▸ CONSEGNA A: Nel testo su "Victor Victoria", a quale film si ispira Blake Edwards?

▸ TESTO DI RIFERIMENTO:
------------------------------
“Victor Victoria” di Blake Edwards

(USA, 1982)

Siamo agli inizi degli anni Ottanta del secolo scorso, quando l’omosessualità da molti era ancora considerata una perversione e una “deviazione” del comportamento “normale” di un essere umano. Ma allo stesso tempo l’omosessualità, sia quella femminile ma soprattutto quella maschile, erano considerate “attraenti” e divertenti, naturalmente solo in centri ambiti …ristretti. Come quello dello spettacolo, che concedeva ospitalità a grandi artisti, ma solo sul palcoscenico. Fuori era un’altra cosa…. un pò come al leggendario “Cotton Club” degli anni Trenta dove a esibirsi erano immensi artisti come Cab Calloway, ma nello stesso locale non erano ammesse come clienti persone di colore.

Così Blake Edwards decide di puntare i riflettori – e la macchina da presa – su questa grande e vergognosa ipocrisia e si ispira al film “Vittorio e Vittoria” scritto e diretto dal tedesco Reinhold Schünzel nel 1933, cambiando non di molto la sceneggiatura originale.
------------------------------
▸ MATERIALE DI PARTENZA:

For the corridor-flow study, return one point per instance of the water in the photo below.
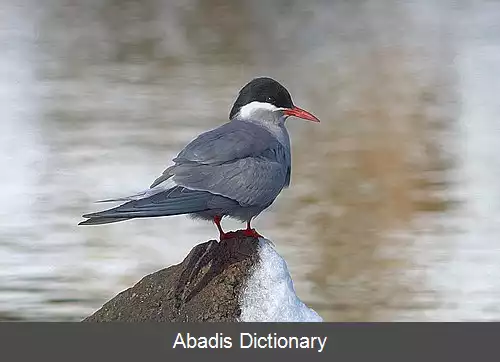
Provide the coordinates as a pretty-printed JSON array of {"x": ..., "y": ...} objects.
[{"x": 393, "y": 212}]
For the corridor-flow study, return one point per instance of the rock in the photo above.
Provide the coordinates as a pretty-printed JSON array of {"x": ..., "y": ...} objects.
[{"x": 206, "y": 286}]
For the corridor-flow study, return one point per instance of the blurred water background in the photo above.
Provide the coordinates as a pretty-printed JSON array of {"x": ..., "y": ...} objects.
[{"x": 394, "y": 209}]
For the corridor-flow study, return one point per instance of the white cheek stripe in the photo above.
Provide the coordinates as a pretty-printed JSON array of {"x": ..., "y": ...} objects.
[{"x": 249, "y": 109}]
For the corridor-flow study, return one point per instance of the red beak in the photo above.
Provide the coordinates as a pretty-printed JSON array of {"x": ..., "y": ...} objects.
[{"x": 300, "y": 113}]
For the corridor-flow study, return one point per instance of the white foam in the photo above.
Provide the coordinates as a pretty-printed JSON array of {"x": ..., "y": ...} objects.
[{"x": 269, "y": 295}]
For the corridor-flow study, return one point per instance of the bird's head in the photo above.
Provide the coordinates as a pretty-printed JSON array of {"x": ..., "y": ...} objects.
------------------------------
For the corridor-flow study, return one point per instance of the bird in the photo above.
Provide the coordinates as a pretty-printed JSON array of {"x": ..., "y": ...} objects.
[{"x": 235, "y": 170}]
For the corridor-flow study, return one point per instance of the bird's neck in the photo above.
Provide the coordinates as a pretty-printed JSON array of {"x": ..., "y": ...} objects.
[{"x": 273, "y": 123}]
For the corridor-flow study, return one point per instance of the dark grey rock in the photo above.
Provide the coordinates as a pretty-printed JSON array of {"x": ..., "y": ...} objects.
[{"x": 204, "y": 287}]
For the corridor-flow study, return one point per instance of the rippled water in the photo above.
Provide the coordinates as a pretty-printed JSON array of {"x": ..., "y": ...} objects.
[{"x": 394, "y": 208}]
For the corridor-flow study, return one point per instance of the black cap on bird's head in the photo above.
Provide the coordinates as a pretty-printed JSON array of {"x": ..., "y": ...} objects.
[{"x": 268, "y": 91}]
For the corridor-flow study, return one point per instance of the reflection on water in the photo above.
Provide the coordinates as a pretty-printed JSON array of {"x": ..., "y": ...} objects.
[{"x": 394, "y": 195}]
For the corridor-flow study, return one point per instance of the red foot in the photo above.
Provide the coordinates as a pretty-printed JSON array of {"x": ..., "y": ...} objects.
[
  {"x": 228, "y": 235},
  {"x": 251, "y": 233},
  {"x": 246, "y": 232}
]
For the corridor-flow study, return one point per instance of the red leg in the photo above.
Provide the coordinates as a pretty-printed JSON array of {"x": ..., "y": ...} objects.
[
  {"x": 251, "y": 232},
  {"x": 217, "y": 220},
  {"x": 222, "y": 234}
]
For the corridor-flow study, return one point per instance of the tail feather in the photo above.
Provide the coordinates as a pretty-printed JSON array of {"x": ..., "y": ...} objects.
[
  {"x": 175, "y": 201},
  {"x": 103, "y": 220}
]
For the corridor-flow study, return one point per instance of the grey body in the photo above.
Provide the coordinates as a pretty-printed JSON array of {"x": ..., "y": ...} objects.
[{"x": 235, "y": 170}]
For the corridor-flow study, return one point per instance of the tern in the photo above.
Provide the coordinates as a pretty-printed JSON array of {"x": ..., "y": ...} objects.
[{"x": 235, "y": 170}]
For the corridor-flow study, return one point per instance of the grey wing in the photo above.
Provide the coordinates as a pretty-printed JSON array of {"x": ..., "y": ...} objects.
------------------------------
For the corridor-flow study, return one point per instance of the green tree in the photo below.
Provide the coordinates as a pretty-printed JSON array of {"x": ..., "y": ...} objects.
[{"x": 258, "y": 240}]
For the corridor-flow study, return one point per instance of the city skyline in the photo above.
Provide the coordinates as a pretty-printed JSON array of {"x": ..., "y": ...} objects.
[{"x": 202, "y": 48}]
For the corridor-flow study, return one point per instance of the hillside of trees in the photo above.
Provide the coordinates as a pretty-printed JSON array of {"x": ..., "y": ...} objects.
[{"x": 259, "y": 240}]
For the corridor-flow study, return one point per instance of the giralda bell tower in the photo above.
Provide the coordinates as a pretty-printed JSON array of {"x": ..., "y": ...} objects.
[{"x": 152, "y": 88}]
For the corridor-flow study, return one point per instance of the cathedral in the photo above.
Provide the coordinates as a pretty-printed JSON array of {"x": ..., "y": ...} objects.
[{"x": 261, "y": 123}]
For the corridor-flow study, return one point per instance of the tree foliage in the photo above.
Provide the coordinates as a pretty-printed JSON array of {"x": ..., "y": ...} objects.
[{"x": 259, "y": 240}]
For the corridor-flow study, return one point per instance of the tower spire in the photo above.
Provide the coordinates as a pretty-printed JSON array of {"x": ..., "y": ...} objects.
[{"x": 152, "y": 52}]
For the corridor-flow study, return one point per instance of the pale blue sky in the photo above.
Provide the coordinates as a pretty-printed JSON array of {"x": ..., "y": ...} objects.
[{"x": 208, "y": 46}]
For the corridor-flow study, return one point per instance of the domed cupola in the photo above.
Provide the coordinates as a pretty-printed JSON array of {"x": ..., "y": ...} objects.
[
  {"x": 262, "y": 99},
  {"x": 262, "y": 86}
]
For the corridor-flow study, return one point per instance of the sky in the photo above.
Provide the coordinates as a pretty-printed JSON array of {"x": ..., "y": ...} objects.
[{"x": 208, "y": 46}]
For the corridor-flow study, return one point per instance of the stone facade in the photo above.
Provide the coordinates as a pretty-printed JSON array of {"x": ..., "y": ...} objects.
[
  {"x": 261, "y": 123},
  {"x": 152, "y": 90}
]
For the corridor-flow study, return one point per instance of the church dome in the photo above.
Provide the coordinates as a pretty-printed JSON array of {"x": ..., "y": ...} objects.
------------------------------
▸ CONSEGNA B: Trova nell'elenco qui sopra tutte le righe in cui compare la parola "white" e copiale.

▸ RISULTATO ATTESO A: Si ispira a "Vittorio e Vittoria", scritto e diretto dal tedesco Reinhold Schünzel nel 1933.

▸ RISULTATO ATTESO B:
For the corridor-flow study, return one point per instance of the white cheek stripe in the photo above.
For the corridor-flow study, return one point per instance of the white foam in the photo above.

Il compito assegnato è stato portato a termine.